● 取り組む課題:
1) アパート売却についての文章によると、居室が満室のアパートはどう評価されますか。
2) 一棟アパート売却についての文章を、最後の文の後から引き継いで書き進めてください。

● 本文:

+---+

一棟アパートはいつ売却すればよい?流れや価格の計算方法を解説

一棟アパートを売却するにあたり、売却のタイミングや費用、手続きの流れについてご不安はありませんか。本記事では、手続きの流れや売却価格の目安、必要となる費用や税金などに関して具体的に紹介しています。築30年以上の古いアパートを売却する方法についても解説していますので、一棟アパートの売却を検討している人はぜひお読みください。

目次

一棟アパートの売却に適したタイミング

一棟アパートを売却するタイミングは、売却価格に大きく影響します。そこで、どのようなタイミングで売却すればよいのかについて、目安となるタイミングのうち主な4つを紹介します。

  • 築年数が20年を経過するまで
  • 満室になっているとき
  • 地価が上がったとき
  • 減価償却が終了したとき

築年数が20年を経過するまで

一般的に、アパートは築年数が長くなるほど売却価格は減少していきます。公益財団法人東日本不動産流通機構の「首都圏不動産流通市場の動向(2023年)」によると、これまでに成約した物件の平均築年数は20年より前であることがわかります。

つまり、目安として築年数が20年を経過するまでであれば、売却しやすいと考えられます。

満室になっているとき

アパートの居室が満室になっていると、収益性の高いアパートであると評価され、売却価格が通常より高く算出されます。

+---+

● データ欄:
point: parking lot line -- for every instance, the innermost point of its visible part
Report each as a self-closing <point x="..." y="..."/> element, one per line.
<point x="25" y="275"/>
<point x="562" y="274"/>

+---+

● 回答:
1) 収益性の高いアパートだと評価され、売却価格が通常より高く算出されます。

2)
つまり、満室で売却するケースでは、周辺物件よりも高く売却できる可能性があります。関連して、満室での売却では、購入希望者が早期に見つかりやすいというメリットも考えられます。

地価が上がったとき

地価(土地の価格)が上がると、一棟アパートも高く売れやすい傾向にあります。地価が上がる原因として、主に次の3つがあります。

  • 国内景気の上昇
  • アパート周辺に大規模商業施設や再開発が予定されている
  • 人口が増加している人気のエリアに所在している

地価が上がるタイミングは、見極めも大事です。たとえば大規模商業施設や再開発の予定がある場合、売却予定時期によっては、手放した後にさらに値上がりすることもあります。そのため、これらの情報が公表された時点で売却に向けてリサーチをはじめ、長期的な視点で売却のタイミングを考えるとよいでしょう。

減価償却が終了したとき

減価償却とは、アパート購入にかかる建物価格や諸費用を分割して経費計上できる会計処理のことです。減価償却期間中は、利益から経費計上ができるため節税効果が期待できます。減価償却期間を過ぎると、利益から差し引ける経費が少なくなるため、課税額が増加することになります。これらのことから、この減価償却が終了したときや、終了する直前のタイミングで売却することで、利益率や節税面での効果が高いといえます。

一棟アパートを売却する流れ

一棟アパートを売却する流れは、次の4ステップです。それぞれ流れに沿って解説していきます。

一棟アパートを売却する流れ
  1. 不動産会社に査定を依頼する
  2. 媒介契約を締結する
  3. 売却活動を行う
  4. 売買契約を締結して物件を引き渡す

①不動産会社に査定を依頼する

一棟アパートの売却を検討しはじめたら、まず不動産会社に査定を依頼します。注意点として、複数社から相見積もりを取り寄せるようにしましょう。

相見積もりを取ることで、希望する金額により近い査定をした会社に依頼することができます。また、見積もりの際の対応などから信頼できる会社か事前に知ることもできます。査定額や対応について比較するためには、より多くの見積もりを取った方がよいといえます。一括査定であれば、簡単に複数社に見積もりを取れるため利用を検討することをおすすめします。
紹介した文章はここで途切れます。